## [What this exercise asks]
A – Please check each statement against the boat-pricing thread below and say whether it agrees with it. Answer yes or no for each, and quote the words of the thread that decide it. (i) Grocery chains are said to typically run on a 1% net net margin. (ii) The Hells Bay glades skiff is said to be on sale for 12,000. (iii) The first post says most of the raw material in a boat is aluminum.
B – Translate this sentence from the boat-pricing thread below into Spanish: "Not a whole lot any stateside boat manufacturer can do with that."
C – Reproduce the passage of the boat-pricing thread below between "I dont know" and "Pangas are awesome.", inclusive.

We all have our opinions on things like quality and value but something to keep in mind. The majority of raw material in a boat is a petroleum based product and the other huge factors are labor and the overhead of building them in facilities that conform to EPA standards. Not a whole lot any stateside boat manufacturer can do with that. The other aspects like design, function, fit and finish is what sets them apart and how thats priced is what the market will bear.


----------



## Guest (Mar 3, 2008)

> How much are you marking that thing up?


Probably what ever the market will bear. :-/ He's the one that has to sell them and pay his venders and employees.

I do know when I go to the grocery store they don't tell me how much profit is in a can of soup.


----------



## deerfly (Mar 10, 2007)

> I do know when I go to the grocery store they don't tell me how much profit is in a can of soup.


Ron, grocery chains typically operate on a 1% net net margin, which works out to about a penny on the dollar. Gotta sell a lot of soup to buy a new skiff these days.


----------



## aaronshore (Aug 24, 2007)

> > It looks to be a very well thought out design that floats in 6" of water
> 
> 
> 
> I think you meant that the manufacture claims it floats in 6"..........


I dont know about this boat, but I have been in RJ's Panga and I am pretty sure we were in less than 6" of water. This boat has alot more on it with a bigger motor, so its obviously heavier than RJ's boat, but if they say it floats in 6" of water I am inclined to believe it until proven otherwise. Those Pangas are awesome.


----------



## Guest (Mar 3, 2008)

> > I do know when I go to the grocery store they don't tell me how much profit is in a can of soup.
> 
> 
> Ron, grocery chains typically operate on a 1% net net margin, which works out to about a penny on the dollar. Gotta sell a lot of soup to buy a new skiff these days.


So it looks like I would need to sell 2,560,000 cans of soup to buy the boat.  Thanks, goals are good.


----------



## ucfsae81 (Dec 5, 2007)

The draft for the Tarpon 26 is 10" so the 6" doesn't seem to extravegant and the last time i was on Androsboats.com you can get the base 18 w/ power for under 10gs, I love these boats because they allow you to fish the flats and still take the boat offshore if you want.  For a family i see these boats as a better choice since they give you a broader range of choices of water to drive the boat in.  But it still comes down to personal preference.  And 32k sounds like a lot but when you start comparing all the options with other boats it not as much as it seems.  Shoot, look at the hells bay glades skiff at gandermountain which is on sale right now for only 32,500 and look what you get with that a side console and a awesome boat wrap with matching trailer ;D, I could easily drop 12gs on a gheenoe right now, i guess it all depends on the buyer just my .05


----------



## aaronshore (Aug 24, 2007)

## [Dataset extract]
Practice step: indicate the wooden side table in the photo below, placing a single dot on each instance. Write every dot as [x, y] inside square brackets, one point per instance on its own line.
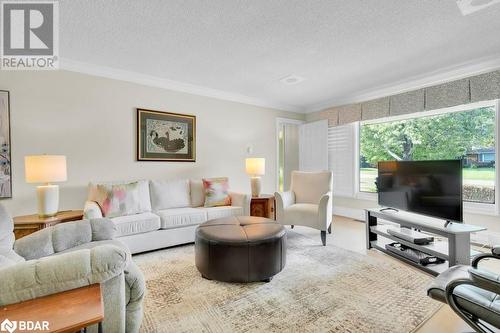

## [Written answers]
A –
(i) Yes: "grocery chains typically operate on a 1% net net margin"
(ii) No: "on sale right now for only 32,500"
(iii) No: "The majority of raw material in a boat is a petroleum based product"

B – Ningún fabricante de embarcaciones estadounidense puede hacer gran cosa al respecto.

C –
I dont know about this boat, but I have been in RJ's Panga and I am pretty sure we were in less than 6" of water. This boat has alot more on it with a bigger motor, so its obviously heavier than RJ's boat, but if they say it floats in 6" of water I am inclined to believe it until proven otherwise. Those Pangas are awesome.